**WHAT THIS TASK INVOLVES**
Reproduce every line of the material from the line containing "of the slalom" through the end, inclusive. Offset each numeric x and y coordinate by -125 and leave all other text unchanged, including the x="..." and y="..." samples.

───── DATA SUPPLIED ─────

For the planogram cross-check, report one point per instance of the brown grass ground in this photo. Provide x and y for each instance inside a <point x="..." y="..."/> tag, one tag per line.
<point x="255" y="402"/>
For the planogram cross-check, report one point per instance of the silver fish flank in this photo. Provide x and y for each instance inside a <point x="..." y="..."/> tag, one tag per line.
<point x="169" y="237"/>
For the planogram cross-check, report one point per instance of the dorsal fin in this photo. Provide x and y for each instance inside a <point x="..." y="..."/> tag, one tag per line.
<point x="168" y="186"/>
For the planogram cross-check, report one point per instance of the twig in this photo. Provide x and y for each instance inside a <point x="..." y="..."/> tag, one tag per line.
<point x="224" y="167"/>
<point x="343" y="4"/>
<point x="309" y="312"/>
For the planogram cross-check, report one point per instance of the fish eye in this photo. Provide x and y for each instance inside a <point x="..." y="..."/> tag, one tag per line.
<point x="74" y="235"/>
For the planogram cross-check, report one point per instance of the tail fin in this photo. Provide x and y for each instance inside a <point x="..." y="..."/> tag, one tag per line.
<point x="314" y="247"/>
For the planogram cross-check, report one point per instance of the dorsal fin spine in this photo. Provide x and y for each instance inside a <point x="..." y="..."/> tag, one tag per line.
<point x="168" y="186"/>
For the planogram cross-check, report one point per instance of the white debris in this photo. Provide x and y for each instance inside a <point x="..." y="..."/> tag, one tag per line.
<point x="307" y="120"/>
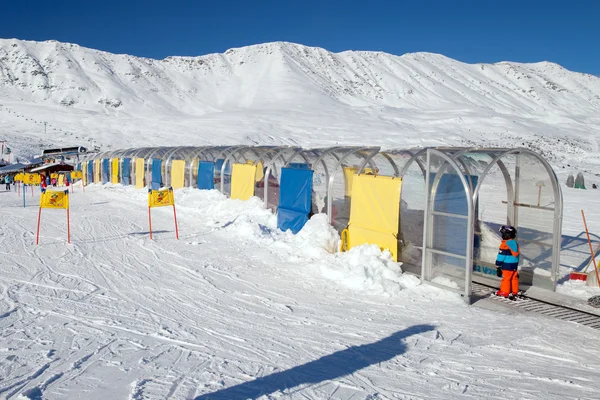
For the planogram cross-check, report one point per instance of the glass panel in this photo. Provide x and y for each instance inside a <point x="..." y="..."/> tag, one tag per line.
<point x="535" y="207"/>
<point x="449" y="271"/>
<point x="412" y="215"/>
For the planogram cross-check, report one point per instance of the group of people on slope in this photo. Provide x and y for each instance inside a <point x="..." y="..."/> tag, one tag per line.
<point x="7" y="179"/>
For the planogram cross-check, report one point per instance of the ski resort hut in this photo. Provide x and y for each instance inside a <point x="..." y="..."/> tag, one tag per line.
<point x="471" y="193"/>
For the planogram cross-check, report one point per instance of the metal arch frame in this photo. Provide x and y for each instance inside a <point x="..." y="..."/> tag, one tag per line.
<point x="334" y="172"/>
<point x="428" y="250"/>
<point x="230" y="152"/>
<point x="168" y="157"/>
<point x="558" y="201"/>
<point x="282" y="151"/>
<point x="369" y="160"/>
<point x="415" y="158"/>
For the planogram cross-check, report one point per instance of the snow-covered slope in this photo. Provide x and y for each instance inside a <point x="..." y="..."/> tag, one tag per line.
<point x="289" y="93"/>
<point x="237" y="309"/>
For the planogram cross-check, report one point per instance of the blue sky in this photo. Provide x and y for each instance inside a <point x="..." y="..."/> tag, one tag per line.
<point x="565" y="32"/>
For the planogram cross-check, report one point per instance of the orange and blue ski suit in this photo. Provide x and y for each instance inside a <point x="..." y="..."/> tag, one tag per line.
<point x="508" y="260"/>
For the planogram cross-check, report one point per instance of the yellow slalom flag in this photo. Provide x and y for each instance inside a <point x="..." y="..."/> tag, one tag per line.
<point x="76" y="175"/>
<point x="161" y="198"/>
<point x="52" y="199"/>
<point x="31" y="179"/>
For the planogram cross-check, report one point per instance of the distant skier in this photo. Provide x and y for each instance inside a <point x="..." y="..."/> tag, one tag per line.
<point x="507" y="262"/>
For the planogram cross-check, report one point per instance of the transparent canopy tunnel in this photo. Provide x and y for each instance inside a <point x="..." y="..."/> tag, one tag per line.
<point x="452" y="202"/>
<point x="471" y="192"/>
<point x="259" y="156"/>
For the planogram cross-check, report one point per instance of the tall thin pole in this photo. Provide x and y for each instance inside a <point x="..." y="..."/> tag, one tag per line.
<point x="176" y="228"/>
<point x="37" y="235"/>
<point x="68" y="226"/>
<point x="150" y="222"/>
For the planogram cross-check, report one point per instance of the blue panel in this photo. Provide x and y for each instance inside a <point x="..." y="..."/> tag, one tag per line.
<point x="298" y="165"/>
<point x="292" y="220"/>
<point x="105" y="164"/>
<point x="219" y="164"/>
<point x="90" y="171"/>
<point x="295" y="195"/>
<point x="156" y="173"/>
<point x="126" y="171"/>
<point x="451" y="198"/>
<point x="206" y="175"/>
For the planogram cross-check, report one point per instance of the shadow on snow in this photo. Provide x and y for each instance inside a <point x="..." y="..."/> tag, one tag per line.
<point x="332" y="366"/>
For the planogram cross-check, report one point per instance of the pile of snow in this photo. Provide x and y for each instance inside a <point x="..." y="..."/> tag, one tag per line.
<point x="364" y="268"/>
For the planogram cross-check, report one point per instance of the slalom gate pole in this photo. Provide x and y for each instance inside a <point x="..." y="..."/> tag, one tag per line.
<point x="37" y="235"/>
<point x="68" y="226"/>
<point x="176" y="228"/>
<point x="591" y="249"/>
<point x="150" y="222"/>
<point x="590" y="262"/>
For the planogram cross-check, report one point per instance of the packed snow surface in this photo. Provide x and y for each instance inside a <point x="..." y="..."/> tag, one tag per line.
<point x="237" y="309"/>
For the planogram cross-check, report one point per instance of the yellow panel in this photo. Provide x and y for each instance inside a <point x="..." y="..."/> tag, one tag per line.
<point x="259" y="170"/>
<point x="375" y="211"/>
<point x="114" y="175"/>
<point x="139" y="173"/>
<point x="177" y="174"/>
<point x="349" y="176"/>
<point x="242" y="181"/>
<point x="97" y="177"/>
<point x="84" y="173"/>
<point x="260" y="173"/>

─────

**RESULT OF THIS TASK**
For the planogram cross-check, report one point per instance of the slalom gate pole in this photo. Provide x and y for each instance inside a <point x="..." y="..."/> tag, one tag per line.
<point x="-88" y="110"/>
<point x="-57" y="101"/>
<point x="51" y="103"/>
<point x="466" y="124"/>
<point x="25" y="97"/>
<point x="465" y="137"/>
For the planogram cross-check, report one point per instance of the packed snow surface in this photo. Provide x and y for each instance inside a <point x="..." y="..."/> tag, one tag per line.
<point x="112" y="184"/>
For the planogram cross-check, report one point per instance of the yellow panel in this photo. Provide x and y for each instance inside a <point x="..." y="..."/> tag, one tag per line.
<point x="134" y="45"/>
<point x="250" y="86"/>
<point x="-11" y="50"/>
<point x="14" y="48"/>
<point x="52" y="49"/>
<point x="224" y="51"/>
<point x="117" y="56"/>
<point x="-28" y="52"/>
<point x="-41" y="48"/>
<point x="135" y="48"/>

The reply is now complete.